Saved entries
- Opening Delimiter -

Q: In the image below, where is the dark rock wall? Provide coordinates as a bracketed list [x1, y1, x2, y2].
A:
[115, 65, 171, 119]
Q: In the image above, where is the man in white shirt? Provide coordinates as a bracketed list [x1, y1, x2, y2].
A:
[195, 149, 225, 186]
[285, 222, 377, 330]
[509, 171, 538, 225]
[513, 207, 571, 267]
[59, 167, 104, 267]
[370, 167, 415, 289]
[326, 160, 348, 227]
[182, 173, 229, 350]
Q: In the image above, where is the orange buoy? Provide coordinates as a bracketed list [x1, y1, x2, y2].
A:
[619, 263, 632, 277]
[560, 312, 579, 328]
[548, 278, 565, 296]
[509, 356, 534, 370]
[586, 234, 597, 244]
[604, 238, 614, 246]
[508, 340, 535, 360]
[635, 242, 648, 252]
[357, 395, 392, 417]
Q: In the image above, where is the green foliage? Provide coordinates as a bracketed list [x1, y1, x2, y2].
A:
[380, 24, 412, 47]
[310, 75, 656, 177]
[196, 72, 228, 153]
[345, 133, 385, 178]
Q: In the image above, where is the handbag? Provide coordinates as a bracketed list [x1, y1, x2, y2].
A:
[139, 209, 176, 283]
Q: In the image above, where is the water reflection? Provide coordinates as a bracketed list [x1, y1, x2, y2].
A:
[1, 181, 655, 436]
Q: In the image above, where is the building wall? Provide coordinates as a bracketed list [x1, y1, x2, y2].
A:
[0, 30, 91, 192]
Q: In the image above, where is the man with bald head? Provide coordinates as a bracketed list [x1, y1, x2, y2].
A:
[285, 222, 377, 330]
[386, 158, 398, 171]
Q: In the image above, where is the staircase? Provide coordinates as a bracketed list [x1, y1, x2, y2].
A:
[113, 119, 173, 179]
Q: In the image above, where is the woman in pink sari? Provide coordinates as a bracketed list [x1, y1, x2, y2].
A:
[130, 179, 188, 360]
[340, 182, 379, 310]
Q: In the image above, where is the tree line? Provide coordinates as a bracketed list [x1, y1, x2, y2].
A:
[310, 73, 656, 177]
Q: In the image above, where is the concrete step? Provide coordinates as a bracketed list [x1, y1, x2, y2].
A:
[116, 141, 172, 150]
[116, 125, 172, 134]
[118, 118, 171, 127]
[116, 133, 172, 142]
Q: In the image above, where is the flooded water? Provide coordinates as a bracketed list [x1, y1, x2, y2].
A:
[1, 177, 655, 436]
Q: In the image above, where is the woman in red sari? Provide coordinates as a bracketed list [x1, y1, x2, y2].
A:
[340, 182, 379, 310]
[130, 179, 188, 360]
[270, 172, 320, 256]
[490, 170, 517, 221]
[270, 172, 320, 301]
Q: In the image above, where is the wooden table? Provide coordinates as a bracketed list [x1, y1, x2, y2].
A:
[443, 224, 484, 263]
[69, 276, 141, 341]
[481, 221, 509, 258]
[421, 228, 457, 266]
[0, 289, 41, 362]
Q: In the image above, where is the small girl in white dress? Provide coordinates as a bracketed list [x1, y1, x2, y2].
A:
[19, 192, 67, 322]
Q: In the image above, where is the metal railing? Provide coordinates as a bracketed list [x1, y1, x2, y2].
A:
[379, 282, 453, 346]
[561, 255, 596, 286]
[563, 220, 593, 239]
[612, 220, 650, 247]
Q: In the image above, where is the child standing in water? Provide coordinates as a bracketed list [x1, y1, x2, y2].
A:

- Closing Delimiter -

Task prompt: Show all lines above that contain "sari".

Reply to the exercise:
Q: In the image above, where is the woman in pink sari? Provide coordinates as a bracketed list [x1, y1, x2, y2].
Q: In the image above, where is the woman in red sari? Provide coordinates as a bracketed list [x1, y1, x2, y2].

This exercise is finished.